━━ SUPPLIED TEXT
Fear has a way of setting boundaries that can’t be crossed. If you do cross them, you know you’ll pay a price – a pain or terror you can’t endure. The boundary is protection. Inside it, you’re safe.
I think of the anxiety I feel when moving through depression as the warning sign. You’re getting too close. Watch out. Ahead there’s panic and the touch of that terrible thing you can’t handle.
When I’m feeling well, anxiety is a warm-up for getting something done. It’s difficult, I’m afraid it won’t turn out well. But the anxiety is energy on the loose that I’m about to channel into my purpose. Once begun, the task at hand takes over my attention, and the anxiety disappears.
Fear Inside
I used to feel a rising panic every time I tried to sit at my desk to write anything that engaged deep emotion. I felt I was pushing across one of those boundaries that marked a zone of safety. On the other side was a force or power I couldn’t face. I didn’t know what it was, only that it was buried deep inside and dangerous to release.
After hundreds of failed attempts to get through, a therapist helped me find a way that eventually worked. The idea seemed simple enough. Recall an incident when I’d been able to manage another crossing and think of that each time I tried to write.
Healing Memory
I had just such an incident vividly in mind. Years before, I had felt a deep healing by the simple act of stepping through the cold water of a tiny wilderness creek.
Focusing on that moment helped me get through near panic so that I could begin to get words on paper. But this was no miraculous or immediate change. There was halting progress that took more than a year.
You hear a lot of facile talk about facing your fears. But if the fear runs deep and follows depression around with you, facing it means turning yourself inside out. More often than not, techniques based in memories and metaphors don’t get you very far. I had tried that approach many times before a therapist’s guidance helped me along.
Obsessed
I recently discovered a TV series from a few years ago that captures the difficulty of confronting an overwhelming fear and ending its dominance. Called Obsessed, each episode profiles two people with obsessive-compulsive disorder and shows excerpts of their live sessions with cognitive behavioral therapists.
I don’t have OCD, but from what I’ve learned the compulsive behaviors it causes are barriers against an intense fear. That’s what I can relate to closely, though the level of fear pervading every moment of an OCD day is beyond my experience.
━━━━
━━ RECORD EXTRACTS
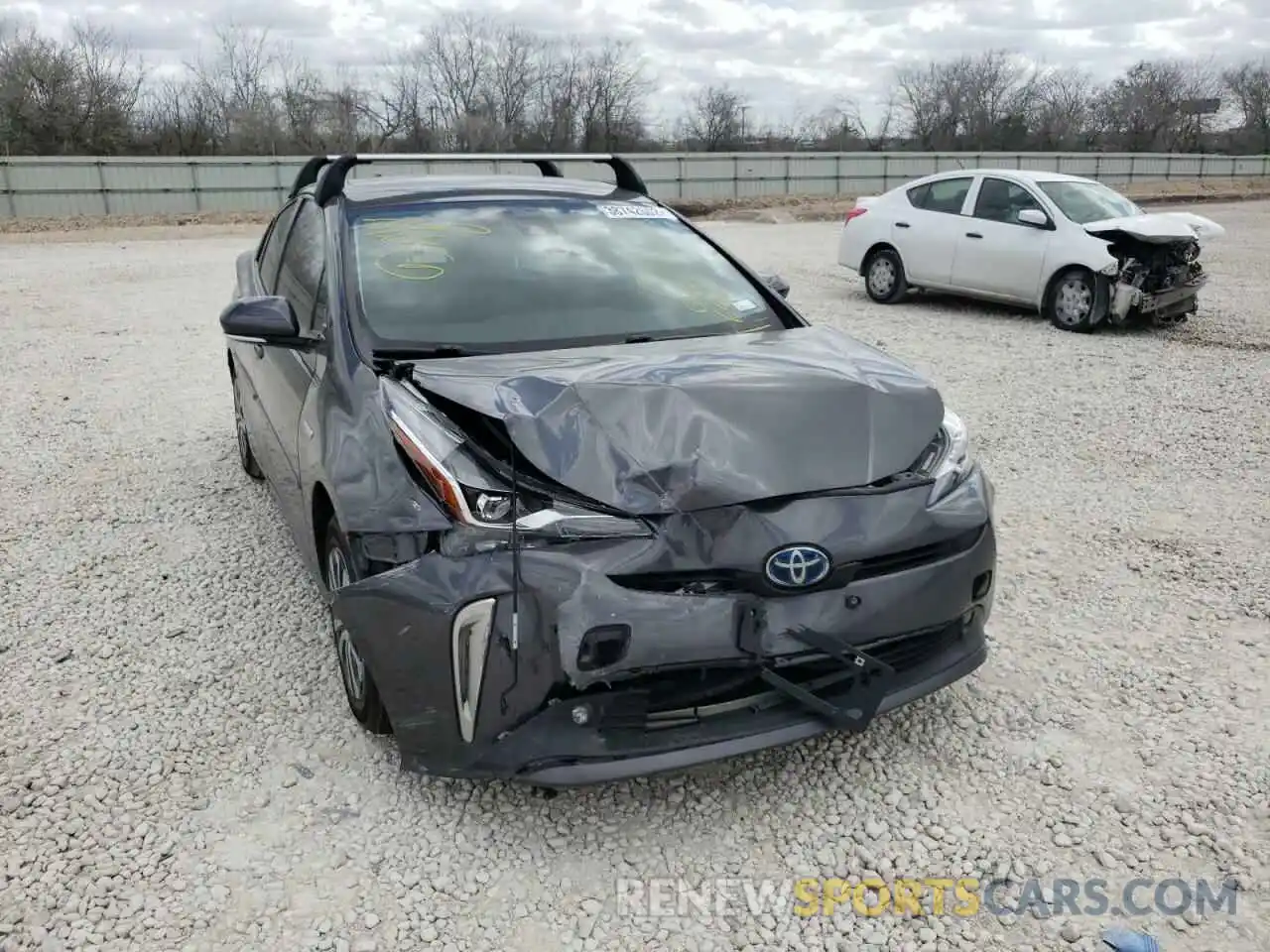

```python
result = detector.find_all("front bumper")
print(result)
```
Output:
[332,470,996,787]
[1110,276,1207,322]
[461,618,988,787]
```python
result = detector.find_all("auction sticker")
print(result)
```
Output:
[595,203,675,221]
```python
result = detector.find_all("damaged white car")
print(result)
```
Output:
[838,169,1225,331]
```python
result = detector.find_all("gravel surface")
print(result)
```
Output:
[0,203,1270,952]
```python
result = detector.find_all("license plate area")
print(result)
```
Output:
[736,604,895,733]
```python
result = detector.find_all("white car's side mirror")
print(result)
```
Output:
[1019,208,1049,228]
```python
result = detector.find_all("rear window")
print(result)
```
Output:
[350,198,785,350]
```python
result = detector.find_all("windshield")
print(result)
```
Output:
[350,198,785,352]
[1036,181,1142,225]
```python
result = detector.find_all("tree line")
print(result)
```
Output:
[0,13,1270,156]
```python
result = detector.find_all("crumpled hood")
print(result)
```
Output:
[414,327,944,516]
[1084,212,1225,244]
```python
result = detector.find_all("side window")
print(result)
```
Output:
[922,177,974,214]
[260,203,298,295]
[274,200,326,334]
[908,182,931,208]
[974,178,1043,223]
[313,267,327,334]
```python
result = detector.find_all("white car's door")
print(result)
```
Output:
[890,176,974,287]
[952,176,1054,303]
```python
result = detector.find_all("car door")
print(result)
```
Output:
[952,176,1054,303]
[230,202,299,484]
[258,196,326,534]
[890,176,974,287]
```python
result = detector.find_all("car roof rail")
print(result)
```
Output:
[287,155,339,199]
[305,153,648,205]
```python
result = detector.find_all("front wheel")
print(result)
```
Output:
[863,248,908,304]
[322,517,393,735]
[1045,268,1097,334]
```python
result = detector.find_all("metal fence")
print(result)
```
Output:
[0,153,1270,217]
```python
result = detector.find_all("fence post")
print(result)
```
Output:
[190,160,201,214]
[0,159,18,218]
[96,159,110,216]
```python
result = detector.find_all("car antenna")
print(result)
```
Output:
[499,443,521,713]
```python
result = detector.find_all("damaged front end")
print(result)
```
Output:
[1107,237,1207,325]
[332,331,996,787]
[1085,213,1224,326]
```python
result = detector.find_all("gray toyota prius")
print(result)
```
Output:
[219,154,997,788]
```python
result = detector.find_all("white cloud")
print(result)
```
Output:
[0,0,1270,123]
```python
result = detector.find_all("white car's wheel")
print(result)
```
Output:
[1045,268,1097,334]
[863,248,908,304]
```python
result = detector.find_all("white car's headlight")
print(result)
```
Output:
[913,409,974,505]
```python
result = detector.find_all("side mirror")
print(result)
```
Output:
[763,274,790,298]
[1019,208,1049,228]
[221,296,310,348]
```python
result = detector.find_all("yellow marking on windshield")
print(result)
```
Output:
[361,218,493,281]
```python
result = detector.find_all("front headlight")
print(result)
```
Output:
[380,377,653,554]
[913,409,974,505]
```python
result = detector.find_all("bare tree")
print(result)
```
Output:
[187,22,282,154]
[0,13,1270,155]
[682,85,745,153]
[1093,60,1220,153]
[1221,60,1270,155]
[1030,68,1094,151]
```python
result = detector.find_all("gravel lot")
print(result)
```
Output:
[0,203,1270,952]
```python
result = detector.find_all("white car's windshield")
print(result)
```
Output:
[1038,181,1142,225]
[350,198,785,352]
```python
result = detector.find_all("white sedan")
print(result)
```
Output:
[838,169,1225,331]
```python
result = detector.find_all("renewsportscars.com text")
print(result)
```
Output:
[617,877,1237,917]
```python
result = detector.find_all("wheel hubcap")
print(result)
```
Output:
[869,258,895,295]
[1054,278,1093,323]
[326,548,366,703]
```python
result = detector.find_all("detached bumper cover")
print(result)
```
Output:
[461,621,988,787]
[332,470,996,785]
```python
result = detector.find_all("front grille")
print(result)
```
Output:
[608,527,984,598]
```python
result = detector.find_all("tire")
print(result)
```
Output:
[1045,268,1098,334]
[321,517,393,735]
[230,371,264,480]
[861,248,908,304]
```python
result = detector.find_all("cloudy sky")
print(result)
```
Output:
[0,0,1270,128]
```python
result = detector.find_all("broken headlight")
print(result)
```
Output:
[380,377,653,554]
[913,409,974,505]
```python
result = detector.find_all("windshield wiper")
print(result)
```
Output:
[622,334,718,344]
[372,344,484,361]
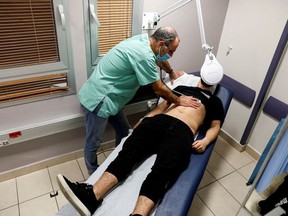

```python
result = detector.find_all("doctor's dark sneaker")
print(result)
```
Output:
[57,174,103,216]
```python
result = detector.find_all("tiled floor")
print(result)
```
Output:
[0,137,256,216]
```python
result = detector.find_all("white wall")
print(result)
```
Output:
[217,0,288,153]
[144,0,229,72]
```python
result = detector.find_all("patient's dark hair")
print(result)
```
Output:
[151,26,178,46]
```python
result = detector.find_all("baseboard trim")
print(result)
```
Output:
[0,140,115,182]
[219,130,261,161]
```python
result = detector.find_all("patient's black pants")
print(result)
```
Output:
[106,114,194,203]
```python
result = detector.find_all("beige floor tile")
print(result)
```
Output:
[0,205,19,216]
[214,137,253,169]
[0,179,18,210]
[187,194,214,216]
[48,160,84,190]
[218,171,250,204]
[77,157,90,181]
[245,190,263,216]
[16,169,53,203]
[198,170,216,190]
[197,182,240,216]
[238,161,256,180]
[19,194,58,216]
[207,151,235,179]
[56,190,68,209]
[97,153,106,165]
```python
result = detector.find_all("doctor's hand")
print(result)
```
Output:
[192,139,209,153]
[179,95,201,108]
[169,71,185,86]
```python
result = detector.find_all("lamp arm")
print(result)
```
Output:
[158,0,193,21]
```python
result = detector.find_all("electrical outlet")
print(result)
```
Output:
[0,140,9,146]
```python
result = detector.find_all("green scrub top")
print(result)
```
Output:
[78,34,160,118]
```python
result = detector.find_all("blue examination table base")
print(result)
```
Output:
[56,85,233,216]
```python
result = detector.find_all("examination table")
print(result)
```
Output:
[56,84,233,216]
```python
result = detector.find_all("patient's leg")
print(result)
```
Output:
[131,195,155,216]
[93,172,118,200]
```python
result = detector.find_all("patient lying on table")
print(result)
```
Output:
[57,70,224,216]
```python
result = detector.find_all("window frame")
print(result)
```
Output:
[0,0,76,108]
[83,0,144,77]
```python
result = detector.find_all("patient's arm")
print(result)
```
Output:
[134,100,169,128]
[192,120,221,153]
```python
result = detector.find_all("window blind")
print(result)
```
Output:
━━━━
TASK DETAILS -
Could you resume the essay on fear and depression, picking up right after its last sentence?

RESPONSE AREA -
Repeating certain actions over and over, obsessing about cleanliness or avoiding triggering situations or people are matters of survival. These behaviors stave off some dreaded encounter that must be avoided at all costs.
One woman whose story is told in this series had lived through several traumatic events in the recent past. The worst of these had been the death of her father in a terrible freeway accident.
She kept the torn and bloodied clothing he’d been wearing at his death and periodically has to put on the shredded garments. She also has intense anxiety while driving and could never take the freeway, especially in the area of her father’s accident.
These are only the most powerful of many compulsive behaviors that have completely disrupted her life. She hates how she has to live. After trying other methods, she turns to cognitive behavioral therapy.
Cognitive Behavioral Therapy
The therapist teaches her cognitive skills to cope with her thought patterns, but focuses primarily on changing her behavior through direct exposure to what she fears most.
This is gut-wrenching stuff to watch as she endures intense anxiety and panic while managing to stay with the treatment. The therapist works with her to confront smaller problems first, but inevitably she has to confront her worst fear and drive on the freeway where her father died.
She tries one excuse after another to put it off, but the therapist is adamant. He knows she’s ready to do it, even though she thinks she can’t.
And the therapist is right. She endures the agony of driving in heavy traffic and then passes the spot where her father’s car crashed. The growing anxiety peaks and then subsides. She has pushed right through her worst nightmare and is amazed that she’s done it.
This is not a simple story of miraculous recovery in a few weeks. The program condenses a lot of time into the brief span of a film, but she’s begun to get her life back. She marks the final step in treatment when the therapist stands with her as she burns her father’s clothing.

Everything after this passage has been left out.